— START Records shown —

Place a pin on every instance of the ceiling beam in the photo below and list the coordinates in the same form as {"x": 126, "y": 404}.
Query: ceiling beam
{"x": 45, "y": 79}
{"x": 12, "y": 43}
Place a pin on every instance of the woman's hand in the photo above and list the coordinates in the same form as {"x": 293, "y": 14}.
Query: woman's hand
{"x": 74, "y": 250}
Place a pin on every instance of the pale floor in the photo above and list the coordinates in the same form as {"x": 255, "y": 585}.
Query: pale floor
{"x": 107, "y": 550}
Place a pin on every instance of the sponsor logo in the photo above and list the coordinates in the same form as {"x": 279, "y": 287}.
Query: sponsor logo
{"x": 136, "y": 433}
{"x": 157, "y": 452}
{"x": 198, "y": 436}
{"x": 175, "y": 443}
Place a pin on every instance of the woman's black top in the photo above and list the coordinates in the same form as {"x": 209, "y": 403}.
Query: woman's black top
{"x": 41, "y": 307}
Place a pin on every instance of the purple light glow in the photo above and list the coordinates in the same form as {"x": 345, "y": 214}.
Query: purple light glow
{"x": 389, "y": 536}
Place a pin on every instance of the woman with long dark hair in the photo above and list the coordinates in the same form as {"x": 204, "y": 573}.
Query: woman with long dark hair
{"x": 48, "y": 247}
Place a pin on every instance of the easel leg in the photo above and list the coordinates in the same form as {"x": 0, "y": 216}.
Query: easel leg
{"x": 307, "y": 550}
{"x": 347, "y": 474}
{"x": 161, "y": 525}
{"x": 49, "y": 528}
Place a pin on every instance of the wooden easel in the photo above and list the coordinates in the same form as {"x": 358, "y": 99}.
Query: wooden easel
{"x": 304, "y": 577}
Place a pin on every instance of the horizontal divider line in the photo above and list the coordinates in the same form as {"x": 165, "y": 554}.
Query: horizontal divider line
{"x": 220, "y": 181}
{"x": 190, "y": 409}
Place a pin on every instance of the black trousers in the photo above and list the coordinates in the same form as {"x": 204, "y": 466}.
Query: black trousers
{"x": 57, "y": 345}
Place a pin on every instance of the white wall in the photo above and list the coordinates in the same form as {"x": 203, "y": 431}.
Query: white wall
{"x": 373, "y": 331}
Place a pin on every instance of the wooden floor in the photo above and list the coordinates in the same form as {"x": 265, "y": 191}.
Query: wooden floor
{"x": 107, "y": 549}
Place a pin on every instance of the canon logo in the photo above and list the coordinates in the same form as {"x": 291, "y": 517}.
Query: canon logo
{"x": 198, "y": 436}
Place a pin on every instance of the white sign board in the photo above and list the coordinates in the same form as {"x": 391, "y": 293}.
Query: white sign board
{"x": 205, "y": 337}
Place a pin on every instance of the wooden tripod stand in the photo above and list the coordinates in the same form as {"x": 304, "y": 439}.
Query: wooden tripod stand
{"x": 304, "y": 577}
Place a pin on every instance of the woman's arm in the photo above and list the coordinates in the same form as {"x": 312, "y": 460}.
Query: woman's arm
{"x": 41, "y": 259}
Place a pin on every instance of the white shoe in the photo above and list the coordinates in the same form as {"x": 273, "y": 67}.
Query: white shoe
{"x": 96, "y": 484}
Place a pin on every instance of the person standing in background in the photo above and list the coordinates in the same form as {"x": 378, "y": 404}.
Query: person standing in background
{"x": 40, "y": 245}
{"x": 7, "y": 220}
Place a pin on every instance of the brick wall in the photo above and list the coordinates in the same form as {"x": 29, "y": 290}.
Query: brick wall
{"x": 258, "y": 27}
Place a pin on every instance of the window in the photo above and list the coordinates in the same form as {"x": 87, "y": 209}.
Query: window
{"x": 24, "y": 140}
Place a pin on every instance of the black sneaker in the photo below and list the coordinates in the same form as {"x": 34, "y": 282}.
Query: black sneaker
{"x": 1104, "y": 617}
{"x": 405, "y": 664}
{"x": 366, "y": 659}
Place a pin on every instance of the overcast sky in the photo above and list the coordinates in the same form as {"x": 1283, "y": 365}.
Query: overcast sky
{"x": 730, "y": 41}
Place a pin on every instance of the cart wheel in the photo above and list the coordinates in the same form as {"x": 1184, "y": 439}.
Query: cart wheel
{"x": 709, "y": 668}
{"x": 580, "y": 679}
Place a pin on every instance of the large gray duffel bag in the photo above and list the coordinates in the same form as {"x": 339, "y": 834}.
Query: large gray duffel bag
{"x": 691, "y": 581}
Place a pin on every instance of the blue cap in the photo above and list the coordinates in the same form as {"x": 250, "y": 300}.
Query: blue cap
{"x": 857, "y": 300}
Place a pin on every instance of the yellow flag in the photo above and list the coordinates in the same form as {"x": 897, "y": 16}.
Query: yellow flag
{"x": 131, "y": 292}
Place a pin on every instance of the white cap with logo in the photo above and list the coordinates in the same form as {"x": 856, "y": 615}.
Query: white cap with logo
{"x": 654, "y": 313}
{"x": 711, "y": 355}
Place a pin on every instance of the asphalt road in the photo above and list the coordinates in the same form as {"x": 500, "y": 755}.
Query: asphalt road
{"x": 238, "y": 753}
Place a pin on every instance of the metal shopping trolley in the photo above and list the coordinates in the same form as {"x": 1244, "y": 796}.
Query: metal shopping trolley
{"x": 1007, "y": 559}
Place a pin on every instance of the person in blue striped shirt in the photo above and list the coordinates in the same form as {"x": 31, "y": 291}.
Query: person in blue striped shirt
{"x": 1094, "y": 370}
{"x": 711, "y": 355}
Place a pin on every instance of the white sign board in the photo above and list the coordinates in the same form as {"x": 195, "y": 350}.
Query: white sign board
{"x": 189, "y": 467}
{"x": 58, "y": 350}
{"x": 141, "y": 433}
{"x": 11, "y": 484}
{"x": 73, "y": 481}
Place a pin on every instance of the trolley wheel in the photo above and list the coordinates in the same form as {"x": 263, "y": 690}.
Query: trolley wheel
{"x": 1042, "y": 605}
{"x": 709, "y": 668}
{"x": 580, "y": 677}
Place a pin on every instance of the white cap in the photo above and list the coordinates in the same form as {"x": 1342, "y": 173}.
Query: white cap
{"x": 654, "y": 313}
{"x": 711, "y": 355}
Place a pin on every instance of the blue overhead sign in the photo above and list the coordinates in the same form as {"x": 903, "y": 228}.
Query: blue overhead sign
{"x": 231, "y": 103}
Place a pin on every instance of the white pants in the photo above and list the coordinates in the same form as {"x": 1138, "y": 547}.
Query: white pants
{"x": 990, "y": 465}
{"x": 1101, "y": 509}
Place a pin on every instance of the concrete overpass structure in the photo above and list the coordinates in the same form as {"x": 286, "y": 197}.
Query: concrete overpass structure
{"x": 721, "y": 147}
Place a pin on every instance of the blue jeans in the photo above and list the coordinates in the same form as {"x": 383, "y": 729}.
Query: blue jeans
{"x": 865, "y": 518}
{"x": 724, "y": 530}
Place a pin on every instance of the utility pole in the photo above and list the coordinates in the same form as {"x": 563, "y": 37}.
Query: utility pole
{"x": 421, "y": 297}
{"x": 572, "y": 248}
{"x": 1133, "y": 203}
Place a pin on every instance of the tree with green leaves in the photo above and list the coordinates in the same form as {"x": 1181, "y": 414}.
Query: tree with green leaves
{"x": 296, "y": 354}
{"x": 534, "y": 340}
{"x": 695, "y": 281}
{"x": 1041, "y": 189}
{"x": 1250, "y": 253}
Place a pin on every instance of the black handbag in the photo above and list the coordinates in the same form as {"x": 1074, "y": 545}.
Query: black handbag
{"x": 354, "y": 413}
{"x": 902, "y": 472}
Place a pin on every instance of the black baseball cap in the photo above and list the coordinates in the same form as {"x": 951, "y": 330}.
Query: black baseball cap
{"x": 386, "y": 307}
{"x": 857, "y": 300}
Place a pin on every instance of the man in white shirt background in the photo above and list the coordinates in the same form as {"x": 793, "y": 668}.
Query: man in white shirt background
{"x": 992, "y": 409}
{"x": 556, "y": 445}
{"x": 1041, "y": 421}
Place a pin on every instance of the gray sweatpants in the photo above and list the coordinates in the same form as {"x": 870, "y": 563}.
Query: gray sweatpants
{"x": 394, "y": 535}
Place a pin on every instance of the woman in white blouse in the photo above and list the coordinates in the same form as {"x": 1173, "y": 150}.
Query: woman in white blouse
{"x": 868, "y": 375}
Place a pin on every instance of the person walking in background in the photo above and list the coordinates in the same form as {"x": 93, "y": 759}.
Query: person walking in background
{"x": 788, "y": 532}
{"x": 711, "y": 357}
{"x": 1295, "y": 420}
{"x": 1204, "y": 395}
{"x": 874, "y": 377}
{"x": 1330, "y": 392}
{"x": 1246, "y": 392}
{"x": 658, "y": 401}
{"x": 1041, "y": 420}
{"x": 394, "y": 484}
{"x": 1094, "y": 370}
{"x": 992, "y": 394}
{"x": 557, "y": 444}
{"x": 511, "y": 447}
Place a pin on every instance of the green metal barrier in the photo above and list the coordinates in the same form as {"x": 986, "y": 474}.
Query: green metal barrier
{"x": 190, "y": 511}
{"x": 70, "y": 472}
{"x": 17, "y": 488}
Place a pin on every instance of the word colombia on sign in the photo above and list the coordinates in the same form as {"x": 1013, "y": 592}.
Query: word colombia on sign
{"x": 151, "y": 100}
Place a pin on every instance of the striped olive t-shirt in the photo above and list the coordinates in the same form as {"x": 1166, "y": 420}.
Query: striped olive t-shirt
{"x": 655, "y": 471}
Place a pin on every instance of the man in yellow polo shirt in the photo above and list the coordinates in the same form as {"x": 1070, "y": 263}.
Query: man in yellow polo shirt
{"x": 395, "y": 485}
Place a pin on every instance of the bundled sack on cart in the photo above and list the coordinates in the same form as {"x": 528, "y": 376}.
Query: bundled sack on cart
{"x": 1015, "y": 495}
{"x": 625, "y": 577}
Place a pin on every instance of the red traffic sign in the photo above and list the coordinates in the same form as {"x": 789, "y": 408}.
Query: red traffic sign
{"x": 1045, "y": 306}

— END Records shown —

▶ [Aim]:
Render the material from the line containing "Place a pin on every instance of the gray" through its final line, both included, as a JSON list of strings with one string per line and blank lines omitted.

▶ [Output below]:
[
  "Place a pin on every instance of the gray sweatpants in the photo above and list the coordinates in the same form as {\"x\": 870, \"y\": 563}.",
  "Query: gray sweatpants",
  "{\"x\": 394, \"y\": 535}",
  "Place a pin on every instance of the woman in white blouse in the photo above and list the coordinates in the same form as {\"x\": 1173, \"y\": 150}.",
  "Query: woman in white blouse",
  "{\"x\": 868, \"y\": 375}",
  "Place a pin on every instance of the person walking in background in the photo above and list the coordinates in the same form as {\"x\": 93, \"y\": 759}.",
  "Query: person walking in background",
  "{\"x\": 788, \"y\": 532}",
  "{\"x\": 711, \"y\": 357}",
  "{\"x\": 1295, \"y\": 420}",
  "{\"x\": 1204, \"y\": 395}",
  "{\"x\": 874, \"y\": 377}",
  "{\"x\": 1330, \"y\": 392}",
  "{\"x\": 1246, \"y\": 392}",
  "{\"x\": 658, \"y\": 401}",
  "{\"x\": 1041, \"y\": 420}",
  "{\"x\": 394, \"y\": 484}",
  "{\"x\": 1094, \"y\": 370}",
  "{\"x\": 992, \"y\": 394}",
  "{\"x\": 557, \"y\": 444}",
  "{\"x\": 511, \"y\": 447}",
  "Place a pin on every instance of the green metal barrier in the photo above and list the coordinates in the same form as {\"x\": 986, \"y\": 474}.",
  "Query: green metal barrier",
  "{\"x\": 190, \"y\": 511}",
  "{\"x\": 70, \"y\": 472}",
  "{\"x\": 17, \"y\": 488}",
  "Place a pin on every instance of the word colombia on sign in the photo above and list the coordinates in the same form as {\"x\": 1013, \"y\": 592}.",
  "Query: word colombia on sign",
  "{\"x\": 151, \"y\": 100}",
  "Place a pin on every instance of the striped olive t-shirt in the photo above and list the coordinates in the same form as {\"x\": 1166, \"y\": 420}.",
  "Query: striped olive t-shirt",
  "{\"x\": 655, \"y\": 471}",
  "Place a pin on every instance of the man in yellow polo shirt in the photo above and list the coordinates in the same form as {\"x\": 1070, \"y\": 263}.",
  "Query: man in yellow polo shirt",
  "{\"x\": 395, \"y\": 485}",
  "Place a pin on every instance of the bundled sack on cart in the photo above and list the coordinates in the same form as {\"x\": 528, \"y\": 376}.",
  "Query: bundled sack on cart",
  "{\"x\": 1015, \"y\": 495}",
  "{\"x\": 625, \"y\": 577}",
  "Place a pin on every instance of the red traffic sign in the photo above and list the coordinates in the same form as {\"x\": 789, \"y\": 408}.",
  "Query: red traffic sign",
  "{\"x\": 1045, \"y\": 306}"
]